PROBLEM DESCRIPTION
Narrow the data below down to the lines containing "cart".

DATA SHOWN
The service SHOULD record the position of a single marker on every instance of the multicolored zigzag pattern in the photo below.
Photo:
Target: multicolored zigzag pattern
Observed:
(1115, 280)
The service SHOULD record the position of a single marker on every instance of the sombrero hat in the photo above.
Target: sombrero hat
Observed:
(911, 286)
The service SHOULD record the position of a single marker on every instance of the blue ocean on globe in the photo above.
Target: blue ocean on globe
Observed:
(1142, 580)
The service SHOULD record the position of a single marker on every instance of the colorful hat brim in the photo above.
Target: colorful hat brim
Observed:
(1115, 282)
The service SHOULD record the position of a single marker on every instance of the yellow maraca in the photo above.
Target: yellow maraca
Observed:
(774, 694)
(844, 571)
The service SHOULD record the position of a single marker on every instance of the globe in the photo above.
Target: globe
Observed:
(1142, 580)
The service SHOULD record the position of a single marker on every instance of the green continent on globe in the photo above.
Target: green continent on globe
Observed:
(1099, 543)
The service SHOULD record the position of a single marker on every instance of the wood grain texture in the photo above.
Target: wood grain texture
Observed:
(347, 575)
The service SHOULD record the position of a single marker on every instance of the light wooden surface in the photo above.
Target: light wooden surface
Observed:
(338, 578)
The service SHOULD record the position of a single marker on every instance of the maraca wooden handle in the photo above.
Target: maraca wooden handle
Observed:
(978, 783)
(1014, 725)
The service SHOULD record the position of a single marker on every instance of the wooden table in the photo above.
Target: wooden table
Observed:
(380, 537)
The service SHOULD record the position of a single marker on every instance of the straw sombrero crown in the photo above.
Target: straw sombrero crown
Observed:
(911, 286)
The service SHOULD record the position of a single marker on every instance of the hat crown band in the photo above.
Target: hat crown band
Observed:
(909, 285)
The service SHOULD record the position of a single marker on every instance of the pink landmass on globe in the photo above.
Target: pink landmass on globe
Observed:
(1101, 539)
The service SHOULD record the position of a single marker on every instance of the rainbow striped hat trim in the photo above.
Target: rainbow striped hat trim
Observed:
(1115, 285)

* * *

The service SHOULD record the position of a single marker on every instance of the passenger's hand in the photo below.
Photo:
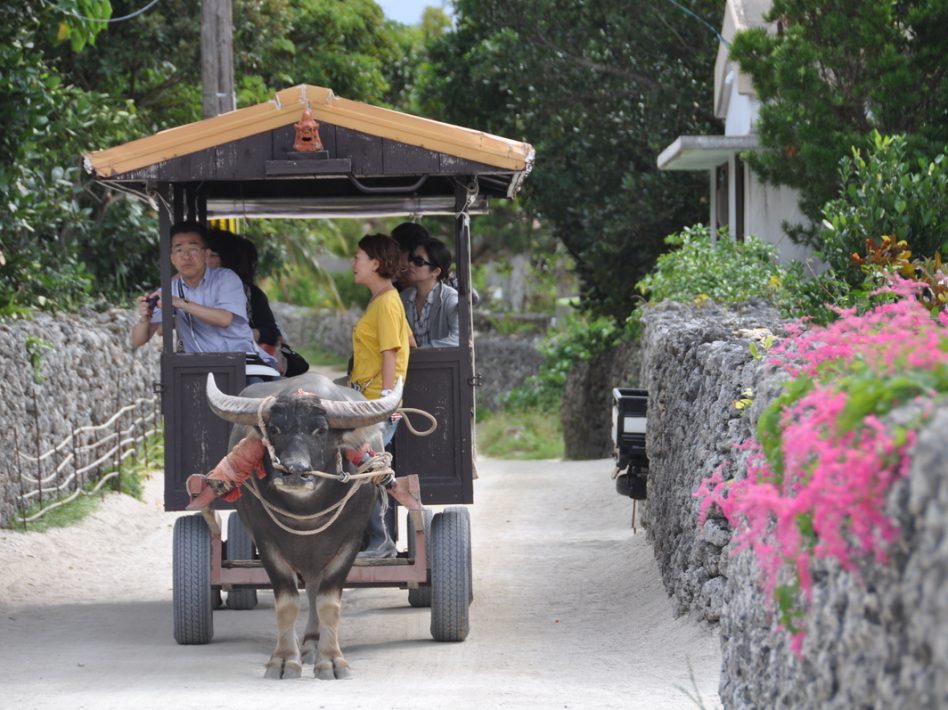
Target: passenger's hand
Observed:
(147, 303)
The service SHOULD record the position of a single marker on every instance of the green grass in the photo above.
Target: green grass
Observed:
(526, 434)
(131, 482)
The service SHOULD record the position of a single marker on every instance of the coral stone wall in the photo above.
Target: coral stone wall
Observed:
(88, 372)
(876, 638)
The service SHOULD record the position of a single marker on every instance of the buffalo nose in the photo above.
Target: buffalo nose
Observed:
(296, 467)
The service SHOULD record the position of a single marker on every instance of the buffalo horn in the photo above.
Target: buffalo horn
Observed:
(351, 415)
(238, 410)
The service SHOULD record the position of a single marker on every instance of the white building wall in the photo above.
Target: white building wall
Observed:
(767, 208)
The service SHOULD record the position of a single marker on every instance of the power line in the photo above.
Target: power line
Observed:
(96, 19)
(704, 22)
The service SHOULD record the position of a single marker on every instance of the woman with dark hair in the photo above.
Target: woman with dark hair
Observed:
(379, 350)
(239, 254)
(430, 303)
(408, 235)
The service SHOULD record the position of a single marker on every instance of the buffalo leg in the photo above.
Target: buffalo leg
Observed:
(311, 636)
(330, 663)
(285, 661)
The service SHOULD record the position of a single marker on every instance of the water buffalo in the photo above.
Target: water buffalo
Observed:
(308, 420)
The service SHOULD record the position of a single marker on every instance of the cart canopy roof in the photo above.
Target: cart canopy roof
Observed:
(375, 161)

* * *

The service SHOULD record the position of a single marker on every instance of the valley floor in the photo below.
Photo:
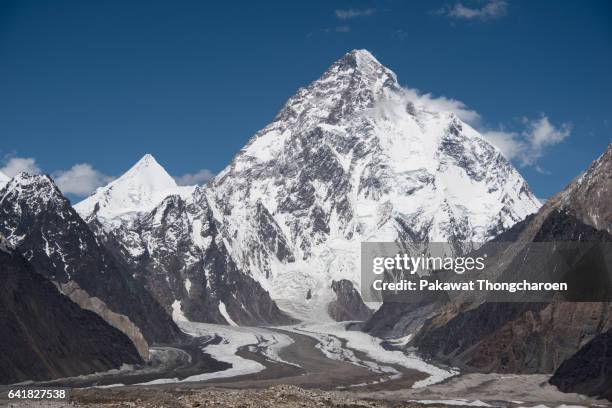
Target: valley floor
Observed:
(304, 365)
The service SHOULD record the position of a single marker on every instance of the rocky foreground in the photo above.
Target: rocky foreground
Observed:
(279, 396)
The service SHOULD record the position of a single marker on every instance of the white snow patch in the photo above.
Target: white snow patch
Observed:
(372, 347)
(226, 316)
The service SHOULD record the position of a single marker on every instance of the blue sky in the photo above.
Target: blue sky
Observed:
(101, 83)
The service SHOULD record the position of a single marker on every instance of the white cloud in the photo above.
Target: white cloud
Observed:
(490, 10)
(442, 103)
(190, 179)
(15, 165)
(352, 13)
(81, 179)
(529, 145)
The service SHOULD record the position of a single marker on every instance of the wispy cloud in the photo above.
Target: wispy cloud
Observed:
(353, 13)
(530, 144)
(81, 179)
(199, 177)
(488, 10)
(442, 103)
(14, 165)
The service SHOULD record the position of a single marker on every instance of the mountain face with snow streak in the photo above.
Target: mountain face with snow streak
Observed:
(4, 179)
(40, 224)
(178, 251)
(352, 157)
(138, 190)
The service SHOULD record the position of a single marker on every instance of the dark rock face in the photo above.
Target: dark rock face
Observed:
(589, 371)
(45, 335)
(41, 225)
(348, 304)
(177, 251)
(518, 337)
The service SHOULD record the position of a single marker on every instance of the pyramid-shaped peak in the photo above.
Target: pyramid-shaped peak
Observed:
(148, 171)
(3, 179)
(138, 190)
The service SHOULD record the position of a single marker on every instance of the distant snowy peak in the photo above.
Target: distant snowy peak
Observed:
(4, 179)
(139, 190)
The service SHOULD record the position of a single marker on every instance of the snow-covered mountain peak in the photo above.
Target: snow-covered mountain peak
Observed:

SOLVED PROBLEM
The service SHOULD record the position of a single marker on every instance of the cart canopy roof in the photo above.
Target: cart canopy roof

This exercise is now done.